Nel testo sul lavoro irregolare nei cantieri del Vibonese, riportato più sotto, individua ed elenca tutti gli organi che la Fillea Cgil Calabria vuole coinvolgere nella task force permanente.

■ TESTO PROPOSTO
———
La Fillea Cgil Calabria lancia l’allarme: nel Vibonese, sette aziende edili su otto risultano irregolari, confermando i dati dei recenti controlli nei cantieri locali. La denuncia arriva dal segretario generale della Fillea Cgil Calabria, Simone Celebre, che sottolinea come il fenomeno rappresenti un deficit strutturale, non un episodio isolato.
Cantieri a rischio sicurezza e legalità
Secondo la Fillea Cgil, i cantieri sia pubblici che privati presentano gravi violazioni delle norme sulla sicurezza e igiene, con lavoratori impiegati spesso in nero e senza iscrizione alla Cassa edile di Catanzaro-Crotone-Vibo Valentia. Queste pratiche non solo violano i diritti dei lavoratori, ma penalizzano anche le imprese che operano nel rispetto delle regole.
«Troppe stazioni appaltanti si limitano a un controllo puramente formale», afferma Celebre, evidenziando come gli appalti pubblici nel Vibonese, spesso, diventino terreno fertile per logiche al massimo ribasso e per il ricorso a imprese irregolari.
La richiesta di una task force permanente nel Vibonese
Per contrastare questa deriva, la Fillea Cgil Calabria chiede l’istituzione immediata di una task force permanente, coinvolgendo tutti gli organi preposti: Ispettorato del lavoro, ASL, INAIL, Prefetture e Forze dell’ordine. L’obiettivo è effettuare controlli sistematici e continui, sia nei cantieri pubblici che privati, con un ruolo attivo delle stazioni appaltanti.
«La sicurezza sul lavoro non può essere sacrificata sull’altare del profitto e dell’illegalità. Ogni lavoratore ha il diritto di tornare a casa vivo e tutelato», conclude Celebre. I dati confermano che la mancanza di controlli efficaci e il lavoro irregolare rappresentano un serio ostacolo allo sviluppo del settore edile in Calabria. La Fillea Cgil continua a denunciare e vigilare, chiedendo trasparenza e rispetto della legalità come regola fondamentale per l’intero comparto.
———
■ DATI FORNITI

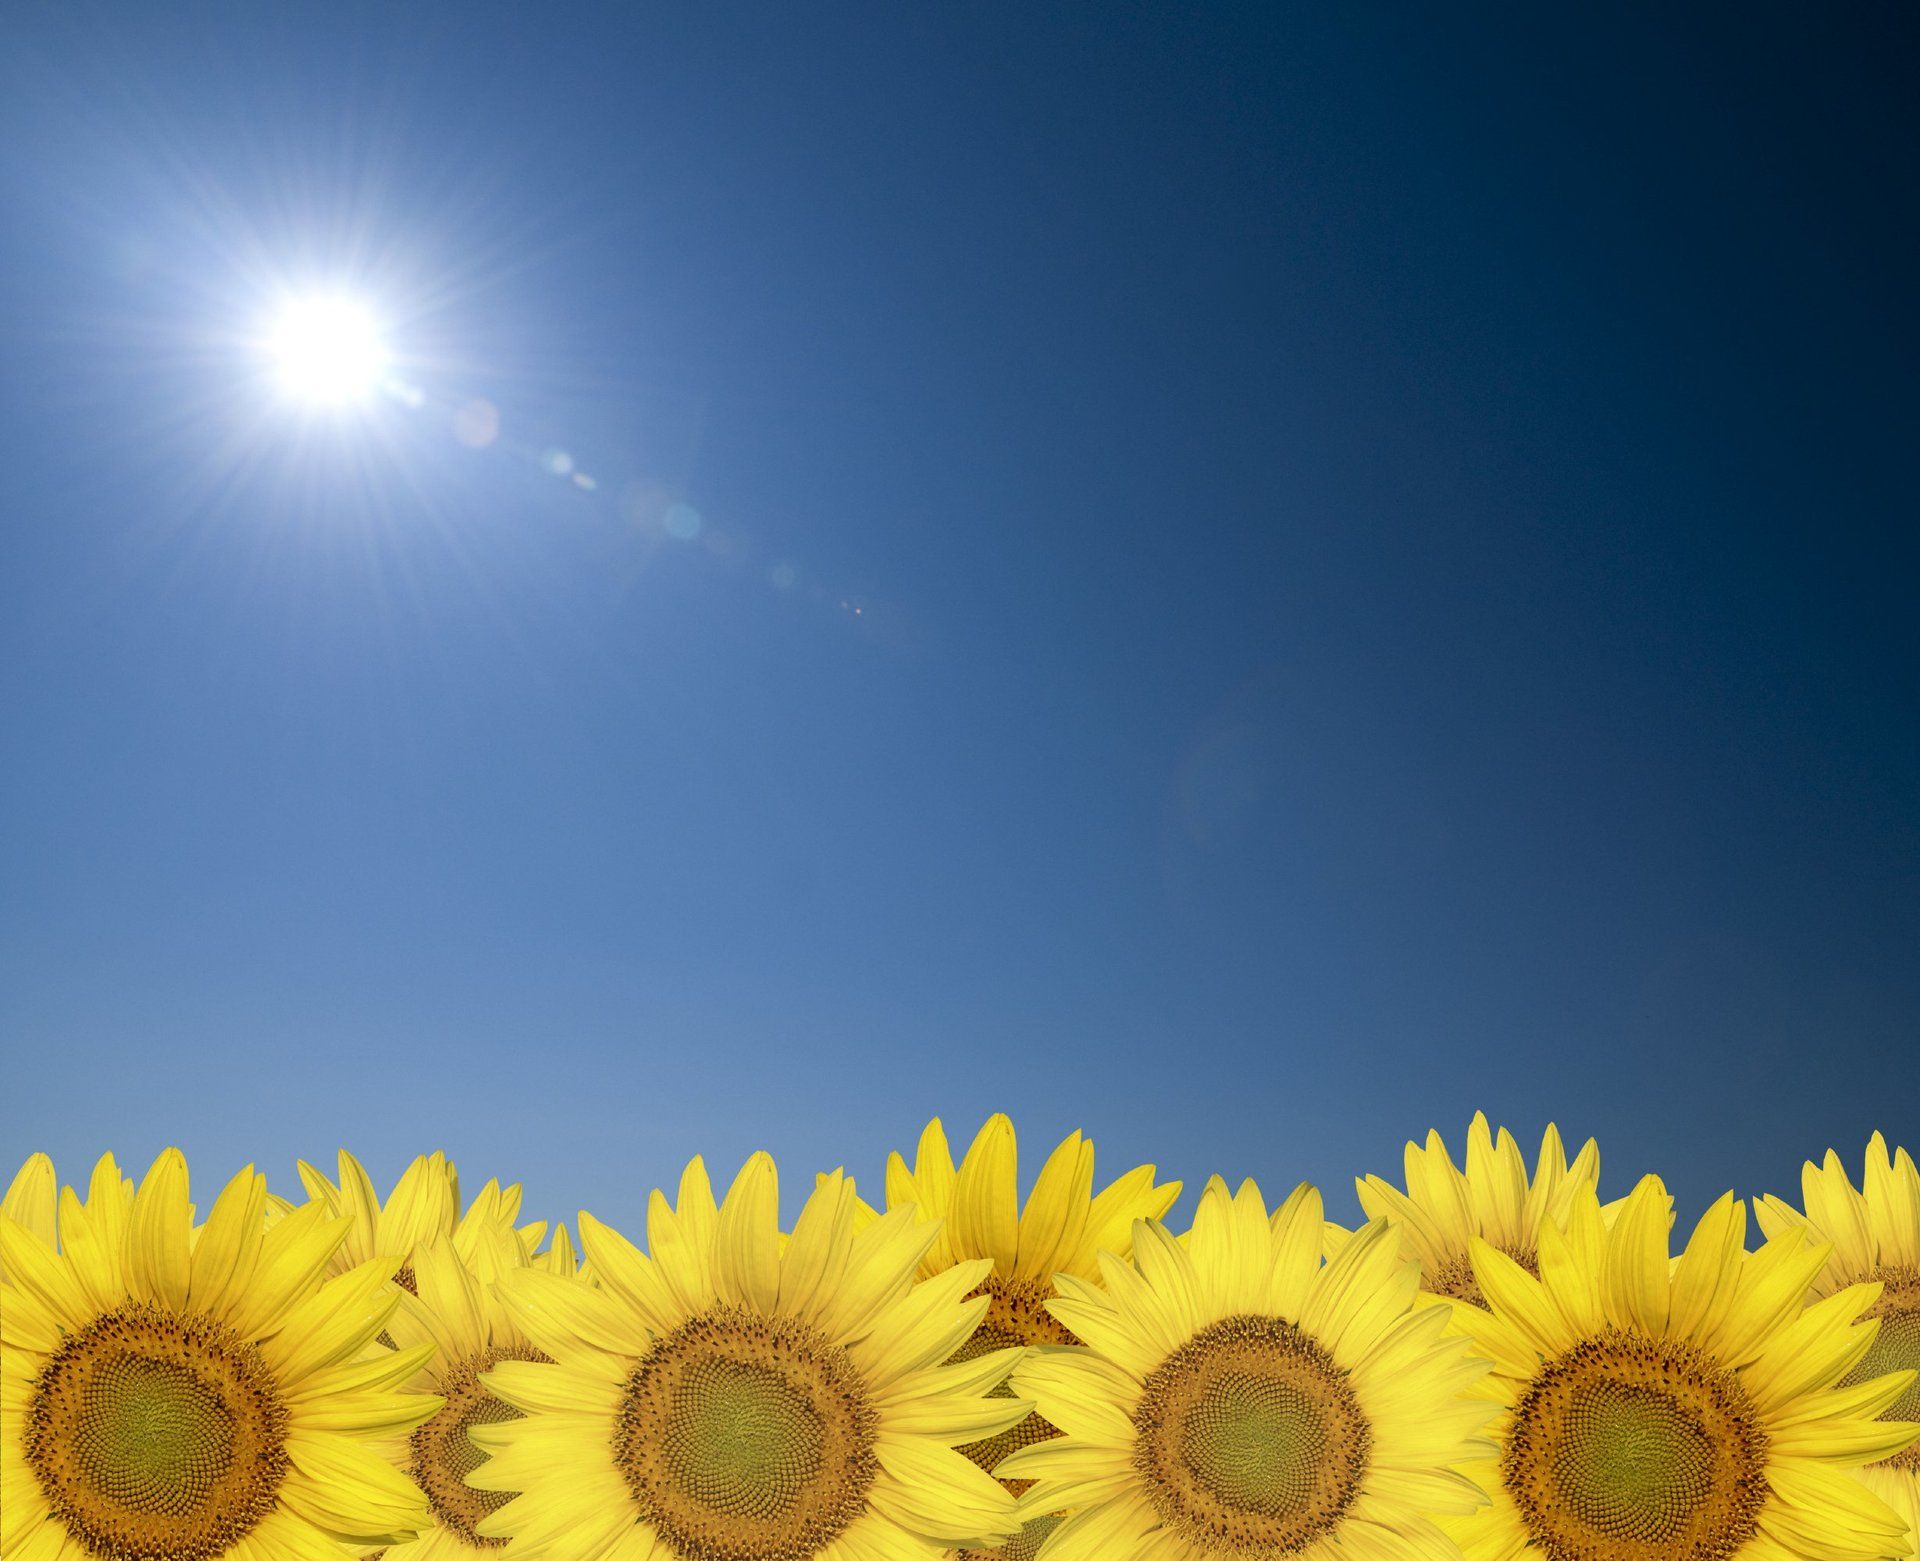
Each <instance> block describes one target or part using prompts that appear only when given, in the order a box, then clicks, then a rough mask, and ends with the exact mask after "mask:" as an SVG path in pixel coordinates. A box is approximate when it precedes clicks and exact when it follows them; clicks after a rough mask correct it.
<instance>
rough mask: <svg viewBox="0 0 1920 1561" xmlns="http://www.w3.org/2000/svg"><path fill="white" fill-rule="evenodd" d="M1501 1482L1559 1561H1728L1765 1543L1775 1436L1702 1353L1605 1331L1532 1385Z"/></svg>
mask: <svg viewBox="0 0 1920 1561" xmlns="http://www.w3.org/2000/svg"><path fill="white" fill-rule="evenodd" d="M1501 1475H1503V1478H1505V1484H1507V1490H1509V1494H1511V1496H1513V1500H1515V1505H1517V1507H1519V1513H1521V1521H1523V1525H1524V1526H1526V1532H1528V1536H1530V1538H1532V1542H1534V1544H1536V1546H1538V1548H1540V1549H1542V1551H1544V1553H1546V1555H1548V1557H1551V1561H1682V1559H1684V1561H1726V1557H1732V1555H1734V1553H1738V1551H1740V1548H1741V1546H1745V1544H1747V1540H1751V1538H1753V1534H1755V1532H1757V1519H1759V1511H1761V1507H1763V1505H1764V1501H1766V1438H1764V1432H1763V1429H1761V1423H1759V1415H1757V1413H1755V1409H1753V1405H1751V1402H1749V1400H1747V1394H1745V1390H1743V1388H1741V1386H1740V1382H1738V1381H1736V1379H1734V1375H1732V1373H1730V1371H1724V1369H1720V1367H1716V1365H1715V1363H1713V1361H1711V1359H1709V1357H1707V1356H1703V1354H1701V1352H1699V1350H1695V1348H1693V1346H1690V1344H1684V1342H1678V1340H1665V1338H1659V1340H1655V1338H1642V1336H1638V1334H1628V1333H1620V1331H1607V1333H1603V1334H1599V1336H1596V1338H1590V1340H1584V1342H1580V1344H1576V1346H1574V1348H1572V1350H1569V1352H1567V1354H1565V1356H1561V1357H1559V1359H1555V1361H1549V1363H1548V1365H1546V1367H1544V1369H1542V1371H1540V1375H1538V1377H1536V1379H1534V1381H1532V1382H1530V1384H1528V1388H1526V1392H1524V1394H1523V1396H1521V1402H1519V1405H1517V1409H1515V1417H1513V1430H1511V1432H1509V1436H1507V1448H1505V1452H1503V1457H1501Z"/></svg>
———
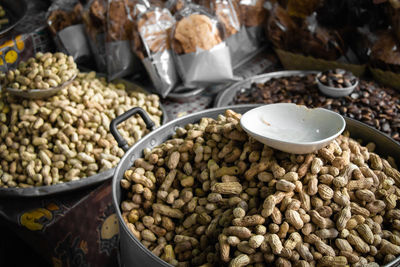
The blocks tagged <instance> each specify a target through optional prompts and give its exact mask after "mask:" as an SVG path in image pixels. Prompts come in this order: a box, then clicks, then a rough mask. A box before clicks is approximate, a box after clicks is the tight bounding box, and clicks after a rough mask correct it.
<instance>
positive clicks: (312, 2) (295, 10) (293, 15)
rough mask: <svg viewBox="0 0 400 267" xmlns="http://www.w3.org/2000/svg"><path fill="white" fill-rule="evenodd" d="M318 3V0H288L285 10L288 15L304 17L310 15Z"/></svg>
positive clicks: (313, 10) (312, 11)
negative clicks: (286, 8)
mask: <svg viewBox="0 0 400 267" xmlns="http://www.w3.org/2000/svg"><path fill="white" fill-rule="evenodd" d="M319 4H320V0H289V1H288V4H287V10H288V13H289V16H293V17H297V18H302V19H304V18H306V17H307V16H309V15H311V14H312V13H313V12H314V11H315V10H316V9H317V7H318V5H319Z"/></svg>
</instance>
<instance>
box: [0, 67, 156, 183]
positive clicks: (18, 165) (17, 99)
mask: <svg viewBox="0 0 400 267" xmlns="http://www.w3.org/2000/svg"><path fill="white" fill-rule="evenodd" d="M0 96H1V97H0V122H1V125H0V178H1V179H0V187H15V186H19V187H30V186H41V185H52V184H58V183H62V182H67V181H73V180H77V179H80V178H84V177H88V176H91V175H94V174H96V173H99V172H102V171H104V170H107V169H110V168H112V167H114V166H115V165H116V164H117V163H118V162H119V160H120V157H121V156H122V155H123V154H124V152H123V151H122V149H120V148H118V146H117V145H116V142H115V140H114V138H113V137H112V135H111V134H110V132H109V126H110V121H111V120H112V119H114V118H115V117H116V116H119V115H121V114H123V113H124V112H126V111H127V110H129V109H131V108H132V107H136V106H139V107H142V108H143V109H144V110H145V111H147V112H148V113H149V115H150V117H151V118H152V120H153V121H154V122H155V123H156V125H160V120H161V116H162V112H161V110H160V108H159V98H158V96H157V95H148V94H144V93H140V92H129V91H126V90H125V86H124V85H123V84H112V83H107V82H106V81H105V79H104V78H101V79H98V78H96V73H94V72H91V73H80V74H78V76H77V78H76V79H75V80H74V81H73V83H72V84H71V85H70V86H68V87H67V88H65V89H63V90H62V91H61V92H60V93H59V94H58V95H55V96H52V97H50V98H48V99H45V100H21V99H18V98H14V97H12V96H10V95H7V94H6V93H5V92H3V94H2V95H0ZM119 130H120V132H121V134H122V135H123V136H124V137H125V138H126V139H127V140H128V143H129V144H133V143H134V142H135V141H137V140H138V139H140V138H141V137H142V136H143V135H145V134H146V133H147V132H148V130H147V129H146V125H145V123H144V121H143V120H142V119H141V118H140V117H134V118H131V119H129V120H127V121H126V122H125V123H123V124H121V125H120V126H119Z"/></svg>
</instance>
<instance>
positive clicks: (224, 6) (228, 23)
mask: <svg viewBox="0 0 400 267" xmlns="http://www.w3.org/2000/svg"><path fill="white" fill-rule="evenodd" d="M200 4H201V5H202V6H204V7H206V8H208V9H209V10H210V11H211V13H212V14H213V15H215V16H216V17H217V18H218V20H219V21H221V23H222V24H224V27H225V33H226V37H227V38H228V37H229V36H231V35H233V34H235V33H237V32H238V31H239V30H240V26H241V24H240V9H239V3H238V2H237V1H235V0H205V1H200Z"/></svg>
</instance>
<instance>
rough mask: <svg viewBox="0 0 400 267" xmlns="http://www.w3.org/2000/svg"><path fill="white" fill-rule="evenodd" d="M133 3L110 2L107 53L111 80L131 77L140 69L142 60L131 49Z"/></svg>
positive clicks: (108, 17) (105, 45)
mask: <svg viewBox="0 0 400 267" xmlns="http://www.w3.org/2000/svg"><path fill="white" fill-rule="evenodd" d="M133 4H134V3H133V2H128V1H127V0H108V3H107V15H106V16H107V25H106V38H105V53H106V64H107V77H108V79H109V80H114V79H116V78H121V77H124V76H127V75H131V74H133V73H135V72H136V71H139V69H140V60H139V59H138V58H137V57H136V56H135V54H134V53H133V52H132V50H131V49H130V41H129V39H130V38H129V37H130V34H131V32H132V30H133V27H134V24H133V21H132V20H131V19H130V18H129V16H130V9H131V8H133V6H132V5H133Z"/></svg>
———
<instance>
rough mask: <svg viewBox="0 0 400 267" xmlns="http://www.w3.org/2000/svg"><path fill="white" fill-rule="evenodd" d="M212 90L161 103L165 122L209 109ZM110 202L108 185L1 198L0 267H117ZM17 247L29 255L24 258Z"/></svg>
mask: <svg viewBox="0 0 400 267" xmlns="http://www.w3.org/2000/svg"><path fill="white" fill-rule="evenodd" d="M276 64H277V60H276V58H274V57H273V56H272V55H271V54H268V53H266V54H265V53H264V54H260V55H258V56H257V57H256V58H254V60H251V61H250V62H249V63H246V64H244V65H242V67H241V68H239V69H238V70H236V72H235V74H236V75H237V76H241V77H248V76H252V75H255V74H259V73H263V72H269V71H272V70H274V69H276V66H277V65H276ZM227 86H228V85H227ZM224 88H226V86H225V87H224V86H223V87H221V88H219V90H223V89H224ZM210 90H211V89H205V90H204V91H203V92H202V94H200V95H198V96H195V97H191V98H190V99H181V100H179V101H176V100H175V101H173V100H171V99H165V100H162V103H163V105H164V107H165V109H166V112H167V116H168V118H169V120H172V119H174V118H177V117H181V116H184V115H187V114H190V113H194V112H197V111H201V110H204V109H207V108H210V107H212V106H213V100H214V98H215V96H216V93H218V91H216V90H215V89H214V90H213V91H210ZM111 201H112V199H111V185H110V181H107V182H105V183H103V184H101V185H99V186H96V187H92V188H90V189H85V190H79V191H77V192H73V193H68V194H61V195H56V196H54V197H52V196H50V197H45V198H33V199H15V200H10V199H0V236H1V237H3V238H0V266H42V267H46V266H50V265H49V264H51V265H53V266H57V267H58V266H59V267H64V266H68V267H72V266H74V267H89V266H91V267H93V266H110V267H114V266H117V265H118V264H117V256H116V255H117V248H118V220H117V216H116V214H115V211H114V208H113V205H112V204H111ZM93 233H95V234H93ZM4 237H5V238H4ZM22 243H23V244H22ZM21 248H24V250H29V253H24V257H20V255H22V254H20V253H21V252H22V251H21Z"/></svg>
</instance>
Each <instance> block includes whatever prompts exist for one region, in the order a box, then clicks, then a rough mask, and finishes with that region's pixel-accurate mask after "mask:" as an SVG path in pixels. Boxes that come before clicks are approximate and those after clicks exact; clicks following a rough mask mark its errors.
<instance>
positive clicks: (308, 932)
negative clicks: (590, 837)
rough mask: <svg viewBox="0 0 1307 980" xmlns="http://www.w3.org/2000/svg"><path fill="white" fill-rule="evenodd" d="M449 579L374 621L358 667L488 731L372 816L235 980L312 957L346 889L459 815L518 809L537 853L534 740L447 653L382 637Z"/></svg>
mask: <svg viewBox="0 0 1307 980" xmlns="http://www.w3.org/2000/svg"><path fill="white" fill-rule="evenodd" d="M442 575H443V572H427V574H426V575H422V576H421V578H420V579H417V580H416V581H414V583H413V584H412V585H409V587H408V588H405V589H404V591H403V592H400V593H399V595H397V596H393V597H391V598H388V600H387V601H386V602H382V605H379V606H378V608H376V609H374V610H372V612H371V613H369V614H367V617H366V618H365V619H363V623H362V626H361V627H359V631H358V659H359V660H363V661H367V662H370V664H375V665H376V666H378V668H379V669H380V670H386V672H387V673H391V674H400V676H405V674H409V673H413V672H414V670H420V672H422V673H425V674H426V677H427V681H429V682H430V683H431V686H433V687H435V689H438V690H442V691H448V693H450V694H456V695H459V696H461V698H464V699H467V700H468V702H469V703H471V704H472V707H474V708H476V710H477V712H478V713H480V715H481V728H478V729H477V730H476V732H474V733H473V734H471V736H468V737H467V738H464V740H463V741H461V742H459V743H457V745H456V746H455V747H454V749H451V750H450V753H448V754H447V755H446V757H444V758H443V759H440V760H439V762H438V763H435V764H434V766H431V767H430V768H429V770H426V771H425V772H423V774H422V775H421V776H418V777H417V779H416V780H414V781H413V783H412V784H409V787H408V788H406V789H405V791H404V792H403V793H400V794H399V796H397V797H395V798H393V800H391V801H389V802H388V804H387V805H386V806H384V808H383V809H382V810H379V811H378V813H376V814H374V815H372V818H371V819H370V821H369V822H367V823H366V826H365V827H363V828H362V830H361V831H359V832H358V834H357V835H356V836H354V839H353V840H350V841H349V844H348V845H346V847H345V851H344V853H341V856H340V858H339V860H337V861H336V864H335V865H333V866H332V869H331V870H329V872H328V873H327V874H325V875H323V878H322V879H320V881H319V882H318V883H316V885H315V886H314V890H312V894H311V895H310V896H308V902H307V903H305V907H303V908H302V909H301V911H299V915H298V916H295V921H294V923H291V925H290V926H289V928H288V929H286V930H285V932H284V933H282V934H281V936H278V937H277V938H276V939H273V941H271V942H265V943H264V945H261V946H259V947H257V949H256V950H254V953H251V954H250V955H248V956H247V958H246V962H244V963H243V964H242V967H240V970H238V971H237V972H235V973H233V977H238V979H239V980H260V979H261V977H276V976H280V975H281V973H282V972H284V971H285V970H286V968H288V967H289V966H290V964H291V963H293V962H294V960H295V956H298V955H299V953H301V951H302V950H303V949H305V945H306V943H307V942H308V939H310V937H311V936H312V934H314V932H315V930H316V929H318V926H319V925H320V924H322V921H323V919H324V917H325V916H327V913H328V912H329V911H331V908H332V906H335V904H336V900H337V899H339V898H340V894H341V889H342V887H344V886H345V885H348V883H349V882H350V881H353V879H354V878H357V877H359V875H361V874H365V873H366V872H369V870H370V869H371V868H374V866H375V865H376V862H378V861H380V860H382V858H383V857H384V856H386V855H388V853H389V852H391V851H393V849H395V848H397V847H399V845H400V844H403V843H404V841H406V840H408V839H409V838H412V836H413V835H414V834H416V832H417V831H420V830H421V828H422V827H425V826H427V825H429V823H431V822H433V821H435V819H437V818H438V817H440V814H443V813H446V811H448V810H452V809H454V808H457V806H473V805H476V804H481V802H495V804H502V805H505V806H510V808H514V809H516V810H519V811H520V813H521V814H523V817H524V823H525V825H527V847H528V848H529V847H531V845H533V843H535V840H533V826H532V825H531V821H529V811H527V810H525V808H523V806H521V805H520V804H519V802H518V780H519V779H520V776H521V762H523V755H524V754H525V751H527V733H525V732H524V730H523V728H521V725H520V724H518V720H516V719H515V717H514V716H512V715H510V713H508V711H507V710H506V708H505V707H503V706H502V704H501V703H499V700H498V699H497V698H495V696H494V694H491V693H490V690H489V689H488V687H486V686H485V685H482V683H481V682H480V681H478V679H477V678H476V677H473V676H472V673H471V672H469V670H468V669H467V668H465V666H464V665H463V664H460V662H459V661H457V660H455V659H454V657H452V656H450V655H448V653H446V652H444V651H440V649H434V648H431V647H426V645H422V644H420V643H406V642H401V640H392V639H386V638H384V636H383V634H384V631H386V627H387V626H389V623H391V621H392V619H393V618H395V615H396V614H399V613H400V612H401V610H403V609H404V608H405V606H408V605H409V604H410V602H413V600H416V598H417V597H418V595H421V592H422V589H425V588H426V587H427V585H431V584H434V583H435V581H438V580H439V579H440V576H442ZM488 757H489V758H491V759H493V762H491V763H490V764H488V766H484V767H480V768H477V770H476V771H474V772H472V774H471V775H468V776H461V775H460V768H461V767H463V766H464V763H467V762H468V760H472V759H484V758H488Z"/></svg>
———
■ SPAZIO RISPOSTA
Ispettorato del lavoro, ASL, INAIL, Prefetture, Forze dell'ordine